(Saved entries)
┌──

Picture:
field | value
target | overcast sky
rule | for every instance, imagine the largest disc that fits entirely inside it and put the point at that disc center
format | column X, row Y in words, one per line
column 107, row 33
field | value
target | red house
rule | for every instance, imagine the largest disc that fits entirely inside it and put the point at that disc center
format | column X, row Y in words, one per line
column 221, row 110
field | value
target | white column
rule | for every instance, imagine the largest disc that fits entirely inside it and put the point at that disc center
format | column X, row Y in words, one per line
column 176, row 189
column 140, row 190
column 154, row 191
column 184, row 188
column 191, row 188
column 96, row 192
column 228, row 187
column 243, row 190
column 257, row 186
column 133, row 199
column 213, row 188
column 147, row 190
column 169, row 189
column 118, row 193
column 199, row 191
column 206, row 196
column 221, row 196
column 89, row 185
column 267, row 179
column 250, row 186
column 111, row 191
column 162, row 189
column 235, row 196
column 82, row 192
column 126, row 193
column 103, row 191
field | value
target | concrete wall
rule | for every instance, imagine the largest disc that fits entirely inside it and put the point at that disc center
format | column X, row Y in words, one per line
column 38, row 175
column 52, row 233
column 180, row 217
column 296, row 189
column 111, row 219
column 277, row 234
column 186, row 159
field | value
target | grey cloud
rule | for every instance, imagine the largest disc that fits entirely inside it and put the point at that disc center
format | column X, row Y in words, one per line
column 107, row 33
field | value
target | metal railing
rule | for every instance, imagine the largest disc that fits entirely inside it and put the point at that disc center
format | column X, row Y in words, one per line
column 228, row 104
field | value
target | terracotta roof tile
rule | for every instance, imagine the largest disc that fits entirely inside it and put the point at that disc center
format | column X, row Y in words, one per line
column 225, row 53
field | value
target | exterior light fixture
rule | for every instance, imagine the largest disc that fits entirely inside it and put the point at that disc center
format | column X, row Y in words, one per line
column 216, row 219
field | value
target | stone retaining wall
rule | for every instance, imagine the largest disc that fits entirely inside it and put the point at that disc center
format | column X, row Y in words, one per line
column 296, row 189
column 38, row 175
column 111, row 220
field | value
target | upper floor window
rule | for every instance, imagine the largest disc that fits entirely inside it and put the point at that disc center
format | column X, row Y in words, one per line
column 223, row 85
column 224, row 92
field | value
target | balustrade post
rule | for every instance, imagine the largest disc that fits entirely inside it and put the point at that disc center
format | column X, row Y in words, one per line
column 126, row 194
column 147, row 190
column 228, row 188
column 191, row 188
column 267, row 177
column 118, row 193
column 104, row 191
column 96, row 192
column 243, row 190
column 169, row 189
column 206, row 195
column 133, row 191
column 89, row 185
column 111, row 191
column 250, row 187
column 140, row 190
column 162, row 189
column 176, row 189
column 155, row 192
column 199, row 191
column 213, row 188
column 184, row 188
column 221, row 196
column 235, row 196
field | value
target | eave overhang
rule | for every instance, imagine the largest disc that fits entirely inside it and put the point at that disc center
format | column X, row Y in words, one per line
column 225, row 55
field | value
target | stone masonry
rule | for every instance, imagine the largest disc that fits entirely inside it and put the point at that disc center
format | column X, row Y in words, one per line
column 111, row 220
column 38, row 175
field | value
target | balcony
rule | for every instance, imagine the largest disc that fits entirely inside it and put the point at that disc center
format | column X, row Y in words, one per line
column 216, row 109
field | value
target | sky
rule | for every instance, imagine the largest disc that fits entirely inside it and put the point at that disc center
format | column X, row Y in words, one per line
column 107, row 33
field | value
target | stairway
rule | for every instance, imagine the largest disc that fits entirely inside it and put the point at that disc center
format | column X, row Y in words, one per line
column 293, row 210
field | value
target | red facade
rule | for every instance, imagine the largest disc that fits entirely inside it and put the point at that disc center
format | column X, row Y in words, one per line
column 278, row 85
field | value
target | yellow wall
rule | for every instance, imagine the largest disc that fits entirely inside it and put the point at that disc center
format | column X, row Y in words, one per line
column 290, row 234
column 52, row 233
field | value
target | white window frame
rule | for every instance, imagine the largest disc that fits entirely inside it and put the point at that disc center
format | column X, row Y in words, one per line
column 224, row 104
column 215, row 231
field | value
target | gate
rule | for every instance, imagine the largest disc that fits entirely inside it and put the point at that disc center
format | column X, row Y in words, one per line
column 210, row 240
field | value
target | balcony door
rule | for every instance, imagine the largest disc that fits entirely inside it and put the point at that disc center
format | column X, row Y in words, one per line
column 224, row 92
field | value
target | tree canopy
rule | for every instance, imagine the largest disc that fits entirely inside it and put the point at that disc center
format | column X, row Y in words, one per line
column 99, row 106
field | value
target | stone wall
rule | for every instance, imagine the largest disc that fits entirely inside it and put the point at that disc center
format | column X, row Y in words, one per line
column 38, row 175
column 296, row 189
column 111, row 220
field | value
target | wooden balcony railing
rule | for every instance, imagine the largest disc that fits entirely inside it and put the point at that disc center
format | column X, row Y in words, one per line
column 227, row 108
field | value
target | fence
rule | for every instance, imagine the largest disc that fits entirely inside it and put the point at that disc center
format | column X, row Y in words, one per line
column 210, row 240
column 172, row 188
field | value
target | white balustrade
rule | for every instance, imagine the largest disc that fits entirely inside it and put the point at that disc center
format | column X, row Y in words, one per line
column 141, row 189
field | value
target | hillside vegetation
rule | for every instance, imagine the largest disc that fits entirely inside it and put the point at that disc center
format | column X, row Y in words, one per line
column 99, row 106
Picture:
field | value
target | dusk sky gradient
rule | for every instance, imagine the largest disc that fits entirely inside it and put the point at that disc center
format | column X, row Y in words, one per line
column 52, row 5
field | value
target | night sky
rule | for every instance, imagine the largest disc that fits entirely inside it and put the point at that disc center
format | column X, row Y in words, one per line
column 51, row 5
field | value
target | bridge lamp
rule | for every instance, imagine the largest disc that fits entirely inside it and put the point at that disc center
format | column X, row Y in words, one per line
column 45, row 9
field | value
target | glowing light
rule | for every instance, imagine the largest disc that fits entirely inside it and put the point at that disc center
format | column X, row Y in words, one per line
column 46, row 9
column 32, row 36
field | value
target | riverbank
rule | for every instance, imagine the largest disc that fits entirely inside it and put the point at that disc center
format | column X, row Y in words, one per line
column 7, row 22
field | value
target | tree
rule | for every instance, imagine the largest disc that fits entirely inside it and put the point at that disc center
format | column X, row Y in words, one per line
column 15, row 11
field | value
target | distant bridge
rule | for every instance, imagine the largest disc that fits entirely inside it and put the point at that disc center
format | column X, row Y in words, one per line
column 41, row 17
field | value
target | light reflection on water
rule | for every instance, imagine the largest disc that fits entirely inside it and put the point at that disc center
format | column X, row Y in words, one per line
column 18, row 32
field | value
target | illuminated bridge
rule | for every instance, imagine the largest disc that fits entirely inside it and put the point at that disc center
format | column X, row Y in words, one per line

└──

Ascertain the number of lines in the entries that include the word "balcony", and report only that number.

▶ [Answer] 3